**VORLIEGENDER TEXT**
DAZN, Amazon & Co.: Ver­brau­cher­schützer gegen ein­sei­tige Preis­er­höh­ungen

07.02.2025

Ob DAZN, Amazon oder Eon: Verbraucherschützer haben große Unternehmen wegen einseitiger Preiserhöhungen schon lange im Visier. Sie nutzen immer häufiger die sogenannte Verbandsklage, die umgangssprachlich auch als "Sammelklage" bekannt ist.

Die Verbraucherzentrale Bundesverband (vzbv) beklagt die Preiserhöhungsklauseln in den Verträgen des Sport-Streamingdienstes DAZN als intransparent und damit unwirksam. Deshalb hat sie eine Verbandsklage gegen das Londoner Unternehmen DAZN beim Oberlandesgericht (OLG) Hamm eingereicht (Az. 12 VKl 1 /24).

Ab sofort können sich Betroffene der Klage kostenlos anschließen. Dazu müssen sie sich im Klageregister beim Bundesamt für Justiz eintragen. Betroffene könnten so zu viel gezahltes Geld zurückerhalten. Eine Anmeldung von Ansprüchen zu der Klage ist bis zum Ablauf von drei Wochen nach dem Schluss der mündlichen Verhandlung möglich, so das Bundesamt. In einer Übersicht der Behörde über den Verfahrensstand wurde bislang kein Termin für eine mündliche Verhandlung veröffentlicht.

**BEREITGESTELLTES MATERIAL**
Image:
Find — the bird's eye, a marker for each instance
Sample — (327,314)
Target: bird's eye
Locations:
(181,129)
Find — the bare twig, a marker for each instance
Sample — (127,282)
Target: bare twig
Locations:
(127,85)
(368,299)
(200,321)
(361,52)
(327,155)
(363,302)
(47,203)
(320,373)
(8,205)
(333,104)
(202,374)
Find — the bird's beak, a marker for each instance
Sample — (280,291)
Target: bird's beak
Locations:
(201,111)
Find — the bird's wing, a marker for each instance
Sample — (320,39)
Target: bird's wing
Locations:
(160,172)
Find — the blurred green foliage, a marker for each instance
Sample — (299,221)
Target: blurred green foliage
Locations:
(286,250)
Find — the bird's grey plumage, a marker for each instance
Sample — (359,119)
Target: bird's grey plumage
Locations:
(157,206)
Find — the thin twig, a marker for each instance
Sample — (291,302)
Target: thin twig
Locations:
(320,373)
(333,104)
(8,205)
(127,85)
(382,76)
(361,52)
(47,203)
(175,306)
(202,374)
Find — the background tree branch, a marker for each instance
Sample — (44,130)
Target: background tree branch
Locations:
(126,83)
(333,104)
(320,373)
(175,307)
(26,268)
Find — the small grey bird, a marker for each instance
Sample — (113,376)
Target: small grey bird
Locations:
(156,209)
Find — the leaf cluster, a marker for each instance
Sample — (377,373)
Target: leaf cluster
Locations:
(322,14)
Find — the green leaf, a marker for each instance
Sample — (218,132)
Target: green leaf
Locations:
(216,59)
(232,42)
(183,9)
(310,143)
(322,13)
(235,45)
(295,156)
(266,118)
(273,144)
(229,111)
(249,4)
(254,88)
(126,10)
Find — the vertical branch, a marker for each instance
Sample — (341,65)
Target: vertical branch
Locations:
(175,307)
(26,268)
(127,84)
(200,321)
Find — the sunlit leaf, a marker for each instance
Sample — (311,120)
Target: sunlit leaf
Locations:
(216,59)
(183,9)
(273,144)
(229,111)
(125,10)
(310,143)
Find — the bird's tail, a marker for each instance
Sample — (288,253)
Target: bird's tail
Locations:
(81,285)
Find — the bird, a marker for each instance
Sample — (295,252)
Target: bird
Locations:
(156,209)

**ARBEITSAUFTRAG A**
Schreiben Sie aus den Datensätzen die Zeilen ab, die mit der Zeile beginnen, in der „Find — the bare“ steht, und bis zum Ende der Datensätze reichen, beide Grenzen eingeschlossen.
**ARBEITSAUFTRAG B**
Führen Sie den Text über die Verbandsklage gegen einseitige Preiserhöhungen im Anschluss an seinen letzten Satz weiter.
Die Datensätze haben mit dem Text über einseitige Preiserhöhungen nichts zu tun.

**ERWARTETE LÖSUNG A**
Find — the bare twig, a marker for each instance
Sample — (127,282)
Target: bare twig
Locations:
(127,85)
(368,299)
(200,321)
(361,52)
(327,155)
(363,302)
(47,203)
(320,373)
(8,205)
(333,104)
(202,374)
Find — the bird's beak, a marker for each instance
Sample — (280,291)
Target: bird's beak
Locations:
(201,111)
Find — the bird's wing, a marker for each instance
Sample — (320,39)
Target: bird's wing
Locations:
(160,172)
Find — the blurred green foliage, a marker for each instance
Sample — (299,221)
Target: blurred green foliage
Locations:
(286,250)
Find — the bird's grey plumage, a marker for each instance
Sample — (359,119)
Target: bird's grey plumage
Locations:
(157,206)
Find — the thin twig, a marker for each instance
Sample — (291,302)
Target: thin twig
Locations:
(320,373)
(333,104)
(8,205)
(127,85)
(382,76)
(361,52)
(47,203)
(175,306)
(202,374)
Find — the background tree branch, a marker for each instance
Sample — (44,130)
Target: background tree branch
Locations:
(126,83)
(333,104)
(320,373)
(175,307)
(26,268)
Find — the small grey bird, a marker for each instance
Sample — (113,376)
Target: small grey bird
Locations:
(156,209)
Find — the leaf cluster, a marker for each instance
Sample — (377,373)
Target: leaf cluster
Locations:
(322,14)
Find — the green leaf, a marker for each instance
Sample — (218,132)
Target: green leaf
Locations:
(216,59)
(232,42)
(183,9)
(310,143)
(322,13)
(235,45)
(295,156)
(266,118)
(273,144)
(229,111)
(249,4)
(254,88)
(126,10)
Find — the vertical branch, a marker for each instance
Sample — (341,65)
Target: vertical branch
Locations:
(175,307)
(26,268)
(127,84)
(200,321)
Find — the sunlit leaf, a marker for each instance
Sample — (311,120)
Target: sunlit leaf
Locations:
(216,59)
(183,9)
(273,144)
(229,111)
(125,10)
(310,143)
Find — the bird's tail, a marker for each instance
Sample — (288,253)
Target: bird's tail
Locations:
(81,285)
Find — the bird, a marker for each instance
Sample — (295,252)
Target: bird
Locations:
(156,209)

**ERWARTETE LÖSUNG B**
Der Sport-Streamingdienst DAZN bietet unter anderem Spiele der Fußball-Bundesliga und Champions League an. Laut vzbv erhöhte DAZN seine Preise 2021 und 2022 in laufenden Verträgen ohne Zustimmung der Kunden. Unter anderem sei der monatliche Preis für Bestandskunden ab August 2021 von 11,99 Euro auf 14,99 Euro gestiegen, bevor er dann im Sommer 2022 auf 29,99 Euro angehoben wurde.

Jutta Gurkmann, Leiterin des Geschäftsbereichs Verbraucherpolitik im vzbv, äußerte sich zu den Preiserhöhungen von DAZN: "Die Preiserhöhungen von DAZN in laufenden Verträgen ohne Zustimmung der Nutzer:innen sind unzulässig. Die Preiserhöhungsklauseln, die wir mit der Sammelklage angreifen, sind unser Auffassung nach unangemessen benachteiligend und intransparent. Deshalb sind sie unwirksam. Mit unserer Sammelklage können Verbraucher:innen unkompliziert und kostenlos zu ihrem Recht kommen und ihr zu viel gezahltes Geld zurückerhalten."

Neues Gesetz macht Verbandsklagen möglich

Grundlage für die in den Medien umgangssprachlich auch als "Sammelklage" bezeichnete Verbandsklage ist das Verbraucherrechtedurchsetzungsgesetz (VDuG), welches seit 2023 in Kraft ist.

Laut § 1 VDuG können klageberechtigte Stellen wie die Verbraucherzentralen in bürgerlichen Rechtsstreitigkeiten, die mögliche Ansprüche einer Vielzahl von Verbrauchern gegen einen Unternehmer betreffen, Verbandsklagen in Form von Abhilfeklagen oder Musterfeststellungsklagen erheben. Bei der neu eingeführten Abhilfeklage erhalten Verbraucher im Erfolgsfalle Schadensersatz oder Rückerstattung direkt zugesprochen. Anders als bei der Musterfeststellungsklage erübrigt sich für Verbraucher damit ein erneuter Gang vor Gericht, um Ansprüche geltend zu machen.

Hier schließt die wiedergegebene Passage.